- Extrait choisi:
════════
AMÉRIQUE LATINE - Les transformations opérées par les femmes dans la théologie. Les théories du « genre » et la réflexion théologique latino-américaine.

Silvia Regina de Lima Silva

vendredi 16 septembre 2005, mis en ligne par Dial

La théologie dite aujourd’hui « féministe » a d’abord été une théologie élaborée du point de vue des femmes et se situait dans l’horizon de la théologie de la libération. Elle a procédé ultérieurement à une révision plus fondamentale de ses concepts dans le cadre de la théorie du « genre ». Aujourd’hui, elle se fait théologie du quotidien, théologie du corps et du cœur, théologie des retrouvailles avec l’univers, pluriculturelle et œcuménique. Le langage qu’elle tient sur Dieu intègre le visage de la Déesse. Texte de Silvia Regina de Lima Silva, théologienne catholique, paru dans Pasos (Département œcuménique de recherches, Costa Rica), novembre-décembre 2004.
════════
- Éléments présentés:
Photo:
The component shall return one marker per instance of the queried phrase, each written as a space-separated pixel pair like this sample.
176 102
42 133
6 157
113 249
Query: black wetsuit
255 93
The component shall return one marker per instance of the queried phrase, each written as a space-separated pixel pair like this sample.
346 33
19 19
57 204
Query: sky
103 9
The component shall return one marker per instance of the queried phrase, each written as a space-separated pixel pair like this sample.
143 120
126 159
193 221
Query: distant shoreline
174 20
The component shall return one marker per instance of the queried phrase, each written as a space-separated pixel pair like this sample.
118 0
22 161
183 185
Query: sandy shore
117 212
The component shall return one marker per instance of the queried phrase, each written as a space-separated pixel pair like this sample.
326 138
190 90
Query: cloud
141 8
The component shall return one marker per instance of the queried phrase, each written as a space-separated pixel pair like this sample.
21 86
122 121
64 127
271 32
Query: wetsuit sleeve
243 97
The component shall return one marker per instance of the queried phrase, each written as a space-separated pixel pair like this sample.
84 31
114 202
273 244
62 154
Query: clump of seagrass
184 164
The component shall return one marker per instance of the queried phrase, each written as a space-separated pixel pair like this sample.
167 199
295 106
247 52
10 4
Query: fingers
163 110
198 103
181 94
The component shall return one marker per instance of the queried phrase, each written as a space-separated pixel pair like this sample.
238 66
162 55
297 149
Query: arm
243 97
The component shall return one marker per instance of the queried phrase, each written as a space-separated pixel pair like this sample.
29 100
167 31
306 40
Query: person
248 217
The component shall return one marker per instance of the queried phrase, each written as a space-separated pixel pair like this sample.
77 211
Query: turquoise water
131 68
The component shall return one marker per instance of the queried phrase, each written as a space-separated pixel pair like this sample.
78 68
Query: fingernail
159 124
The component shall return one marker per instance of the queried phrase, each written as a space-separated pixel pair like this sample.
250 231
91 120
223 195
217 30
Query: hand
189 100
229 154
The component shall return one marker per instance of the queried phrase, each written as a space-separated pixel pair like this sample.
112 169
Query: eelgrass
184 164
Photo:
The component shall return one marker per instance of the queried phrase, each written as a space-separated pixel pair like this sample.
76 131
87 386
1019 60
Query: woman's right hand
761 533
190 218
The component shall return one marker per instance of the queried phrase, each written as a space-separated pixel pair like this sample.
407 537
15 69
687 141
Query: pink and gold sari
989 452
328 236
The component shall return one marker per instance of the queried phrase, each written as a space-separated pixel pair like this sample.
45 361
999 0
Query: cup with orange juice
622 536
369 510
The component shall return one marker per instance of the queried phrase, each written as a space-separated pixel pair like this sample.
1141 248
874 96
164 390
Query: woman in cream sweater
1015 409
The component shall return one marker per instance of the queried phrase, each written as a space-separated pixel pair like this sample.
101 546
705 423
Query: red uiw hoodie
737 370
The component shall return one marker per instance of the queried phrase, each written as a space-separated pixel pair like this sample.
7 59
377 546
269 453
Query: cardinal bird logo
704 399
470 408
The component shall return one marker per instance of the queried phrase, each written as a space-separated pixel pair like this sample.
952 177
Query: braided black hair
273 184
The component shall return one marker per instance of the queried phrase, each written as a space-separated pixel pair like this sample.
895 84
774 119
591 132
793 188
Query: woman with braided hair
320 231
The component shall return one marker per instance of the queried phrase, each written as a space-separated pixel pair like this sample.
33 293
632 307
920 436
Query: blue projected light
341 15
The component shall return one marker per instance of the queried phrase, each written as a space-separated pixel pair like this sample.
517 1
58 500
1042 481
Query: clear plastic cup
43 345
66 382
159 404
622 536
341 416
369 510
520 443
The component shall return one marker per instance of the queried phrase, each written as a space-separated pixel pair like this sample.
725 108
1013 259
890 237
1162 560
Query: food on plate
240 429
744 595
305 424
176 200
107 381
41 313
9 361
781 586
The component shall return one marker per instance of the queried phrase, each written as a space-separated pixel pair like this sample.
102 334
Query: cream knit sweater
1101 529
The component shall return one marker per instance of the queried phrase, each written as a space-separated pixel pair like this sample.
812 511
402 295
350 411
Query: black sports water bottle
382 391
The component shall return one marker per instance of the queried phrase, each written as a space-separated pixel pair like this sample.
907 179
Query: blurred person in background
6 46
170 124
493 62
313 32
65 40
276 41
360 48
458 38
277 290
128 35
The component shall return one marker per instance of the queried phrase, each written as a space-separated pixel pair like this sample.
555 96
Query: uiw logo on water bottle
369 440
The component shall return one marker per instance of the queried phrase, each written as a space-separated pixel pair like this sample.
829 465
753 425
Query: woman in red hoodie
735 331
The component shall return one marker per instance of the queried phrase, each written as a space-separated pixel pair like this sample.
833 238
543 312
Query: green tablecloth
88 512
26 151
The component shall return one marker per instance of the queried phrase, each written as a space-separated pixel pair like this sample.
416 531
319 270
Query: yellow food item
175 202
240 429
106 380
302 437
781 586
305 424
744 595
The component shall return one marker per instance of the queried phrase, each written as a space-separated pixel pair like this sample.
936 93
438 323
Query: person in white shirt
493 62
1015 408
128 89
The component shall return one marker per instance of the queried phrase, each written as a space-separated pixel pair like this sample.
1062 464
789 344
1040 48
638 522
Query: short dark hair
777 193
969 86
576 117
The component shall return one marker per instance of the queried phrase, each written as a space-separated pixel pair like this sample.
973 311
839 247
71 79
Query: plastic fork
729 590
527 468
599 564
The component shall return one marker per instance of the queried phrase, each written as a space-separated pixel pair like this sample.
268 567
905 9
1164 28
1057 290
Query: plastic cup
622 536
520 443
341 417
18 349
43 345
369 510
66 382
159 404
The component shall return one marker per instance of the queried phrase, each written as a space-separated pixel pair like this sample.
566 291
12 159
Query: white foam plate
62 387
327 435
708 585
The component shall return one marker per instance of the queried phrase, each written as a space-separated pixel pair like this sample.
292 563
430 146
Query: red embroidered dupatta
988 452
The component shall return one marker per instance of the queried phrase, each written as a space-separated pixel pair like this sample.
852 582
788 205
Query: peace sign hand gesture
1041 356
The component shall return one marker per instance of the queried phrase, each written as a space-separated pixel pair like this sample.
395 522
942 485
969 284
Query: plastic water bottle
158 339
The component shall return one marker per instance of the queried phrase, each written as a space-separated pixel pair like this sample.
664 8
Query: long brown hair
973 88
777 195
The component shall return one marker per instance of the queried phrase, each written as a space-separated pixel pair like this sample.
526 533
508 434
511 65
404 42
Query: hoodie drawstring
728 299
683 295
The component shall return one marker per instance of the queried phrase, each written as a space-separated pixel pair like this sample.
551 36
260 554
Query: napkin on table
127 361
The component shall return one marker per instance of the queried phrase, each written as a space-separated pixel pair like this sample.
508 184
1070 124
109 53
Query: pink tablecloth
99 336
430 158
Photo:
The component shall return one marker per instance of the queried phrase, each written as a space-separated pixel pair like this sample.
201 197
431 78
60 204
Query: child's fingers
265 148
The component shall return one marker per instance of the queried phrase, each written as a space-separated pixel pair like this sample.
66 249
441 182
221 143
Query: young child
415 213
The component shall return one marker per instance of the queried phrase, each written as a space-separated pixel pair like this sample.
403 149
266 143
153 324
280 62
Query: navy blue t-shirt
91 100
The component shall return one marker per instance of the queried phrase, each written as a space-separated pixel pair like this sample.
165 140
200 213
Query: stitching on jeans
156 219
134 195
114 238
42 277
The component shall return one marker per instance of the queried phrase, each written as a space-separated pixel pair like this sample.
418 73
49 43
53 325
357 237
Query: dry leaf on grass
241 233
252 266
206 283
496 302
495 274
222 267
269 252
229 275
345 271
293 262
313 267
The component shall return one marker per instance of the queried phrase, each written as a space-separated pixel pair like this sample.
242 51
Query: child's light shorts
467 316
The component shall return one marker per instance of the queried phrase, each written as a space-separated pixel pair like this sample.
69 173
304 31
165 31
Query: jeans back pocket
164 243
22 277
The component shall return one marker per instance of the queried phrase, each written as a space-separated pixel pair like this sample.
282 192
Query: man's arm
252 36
════════
- Votre tâche:
Recopiez le passage sur la théologie féministe en Amérique latine depuis "AMÉRIQUE LATINE - Les" jusqu'à "réflexion théologique latino-américaine." inclus, sans rien y changer.

- Corrigé:
AMÉRIQUE LATINE - Les transformations opérées par les femmes dans la théologie. Les théories du « genre » et la réflexion théologique latino-américaine.